### Excerpt to read

I sent my nieces to pack necessities. I grabbed my "go" bag. Nine o'clock in the morning. I was ready.

But apparently, before we could leave, my mom had "some things" to do. Maybe my dad and I could take the kids to the aquarium? You know, a three hour tour?


Oh, little aquarium shark. Do you think you're
safe? Are any of us safe here?


We finally left late in the afternoon, headed for a hotel my mom had booked while we idled at the aquarium. Two hours from our beach house - which we hoped to return to - it certainly held promise. Indoor pool. Complimentary breakfast. Twenty-four hour snack shop. It even had a Target nearby.

A Target with a Starbucks.

Just as we crossed the bridge to the mainland, my phone rang with an alert. Mandatory evacuation of all Outer Banks. We had beat the exodus by mere minutes.

Day 7 of our uphill climb. Leaving my nieces with my dad at the hotel, my mom and I trucked off to Target for supplies. I was also going to get two - no, four - days' worth of Starbucks.

######
### Source records

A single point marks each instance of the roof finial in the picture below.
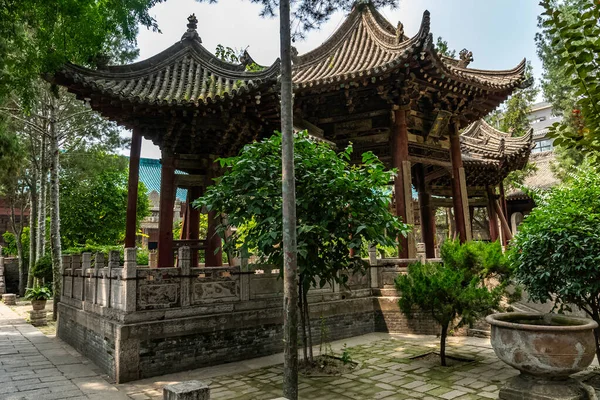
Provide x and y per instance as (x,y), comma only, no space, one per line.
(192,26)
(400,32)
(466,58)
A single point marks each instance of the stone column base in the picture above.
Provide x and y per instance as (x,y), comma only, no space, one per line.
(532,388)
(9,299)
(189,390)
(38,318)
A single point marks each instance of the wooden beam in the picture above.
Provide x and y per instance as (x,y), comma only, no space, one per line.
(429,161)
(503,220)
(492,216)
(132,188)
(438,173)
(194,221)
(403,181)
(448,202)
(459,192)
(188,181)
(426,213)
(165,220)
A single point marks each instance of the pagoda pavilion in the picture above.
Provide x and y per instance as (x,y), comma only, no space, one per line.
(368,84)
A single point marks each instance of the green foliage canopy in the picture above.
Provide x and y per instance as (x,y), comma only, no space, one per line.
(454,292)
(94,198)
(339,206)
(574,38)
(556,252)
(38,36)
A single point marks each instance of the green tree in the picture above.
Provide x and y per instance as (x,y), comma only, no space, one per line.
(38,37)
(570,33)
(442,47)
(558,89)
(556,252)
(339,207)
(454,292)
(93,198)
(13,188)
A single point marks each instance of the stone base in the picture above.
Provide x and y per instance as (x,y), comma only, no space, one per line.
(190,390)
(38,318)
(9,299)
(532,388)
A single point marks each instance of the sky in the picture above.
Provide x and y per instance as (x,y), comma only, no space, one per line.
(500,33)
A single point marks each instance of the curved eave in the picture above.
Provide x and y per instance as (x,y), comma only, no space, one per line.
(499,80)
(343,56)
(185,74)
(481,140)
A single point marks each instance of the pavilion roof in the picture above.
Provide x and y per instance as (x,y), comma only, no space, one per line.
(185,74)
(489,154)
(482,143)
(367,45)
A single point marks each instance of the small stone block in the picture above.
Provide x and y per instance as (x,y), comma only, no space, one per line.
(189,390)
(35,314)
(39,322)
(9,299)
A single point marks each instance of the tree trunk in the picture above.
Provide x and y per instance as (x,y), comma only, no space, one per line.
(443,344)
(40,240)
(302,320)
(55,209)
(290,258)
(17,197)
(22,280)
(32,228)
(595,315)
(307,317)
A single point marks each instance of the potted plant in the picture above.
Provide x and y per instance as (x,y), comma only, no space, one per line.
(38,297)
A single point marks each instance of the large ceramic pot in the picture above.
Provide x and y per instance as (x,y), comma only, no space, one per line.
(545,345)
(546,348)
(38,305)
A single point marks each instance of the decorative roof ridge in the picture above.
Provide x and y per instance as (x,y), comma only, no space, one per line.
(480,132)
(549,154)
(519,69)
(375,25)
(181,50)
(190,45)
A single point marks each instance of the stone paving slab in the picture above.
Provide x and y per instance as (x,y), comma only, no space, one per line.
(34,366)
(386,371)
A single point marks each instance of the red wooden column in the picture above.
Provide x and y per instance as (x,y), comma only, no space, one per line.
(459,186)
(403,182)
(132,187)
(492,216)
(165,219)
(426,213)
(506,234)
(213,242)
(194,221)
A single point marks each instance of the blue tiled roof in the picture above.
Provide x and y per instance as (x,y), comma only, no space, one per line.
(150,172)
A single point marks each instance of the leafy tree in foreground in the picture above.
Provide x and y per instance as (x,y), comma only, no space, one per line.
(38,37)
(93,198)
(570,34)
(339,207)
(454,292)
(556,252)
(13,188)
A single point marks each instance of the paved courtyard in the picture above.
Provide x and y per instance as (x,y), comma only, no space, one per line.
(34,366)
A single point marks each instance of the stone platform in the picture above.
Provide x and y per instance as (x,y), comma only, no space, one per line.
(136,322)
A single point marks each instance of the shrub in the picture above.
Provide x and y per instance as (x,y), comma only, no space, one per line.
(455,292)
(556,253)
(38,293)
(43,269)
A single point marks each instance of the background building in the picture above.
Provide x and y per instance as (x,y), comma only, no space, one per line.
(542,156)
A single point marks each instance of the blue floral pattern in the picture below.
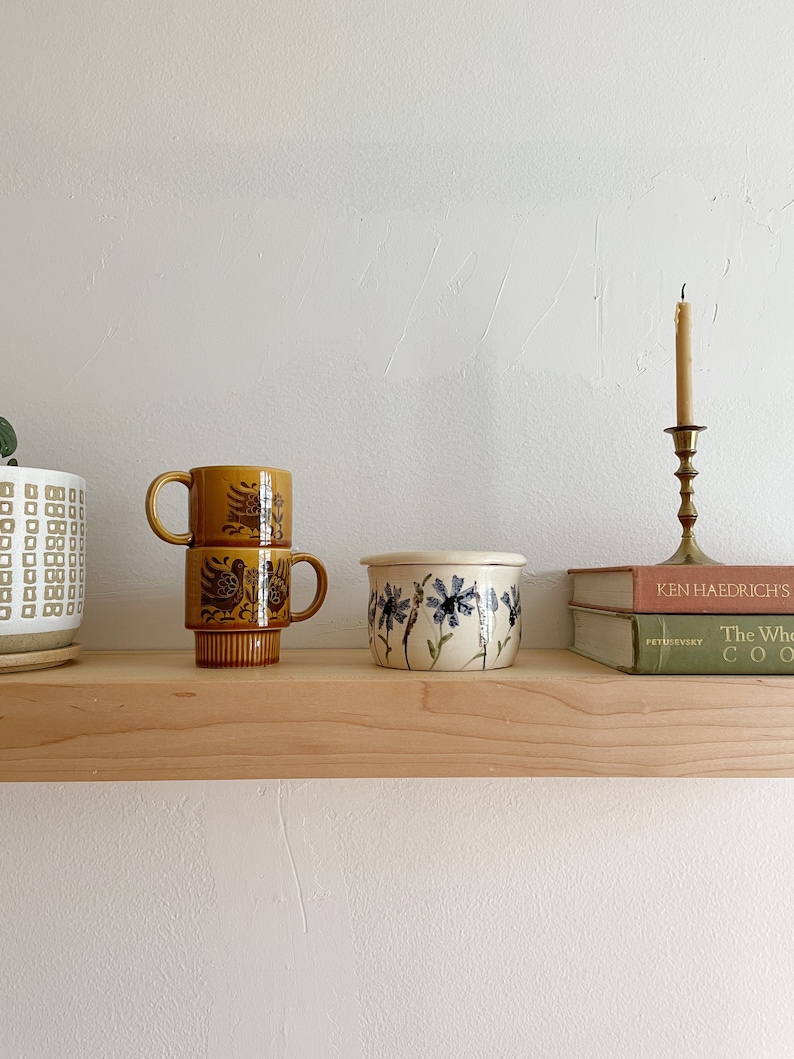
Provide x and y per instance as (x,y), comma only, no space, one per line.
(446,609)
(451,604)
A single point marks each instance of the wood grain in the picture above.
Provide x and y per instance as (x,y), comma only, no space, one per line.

######

- Jobs
A) In the account of leaving the beach house, what did the phone alert announce as the family crossed the bridge to the mainland?
B) Filter the records, keeping every line that contains the string "below".
The records bear no relation to the account of leaving the beach house.

- Per-task answers
A) A mandatory evacuation of all Outer Banks.

B)
A single point marks each instance of the roof finial in the picture below.
A single point marks each instance of the blue floral pattern in the picture below.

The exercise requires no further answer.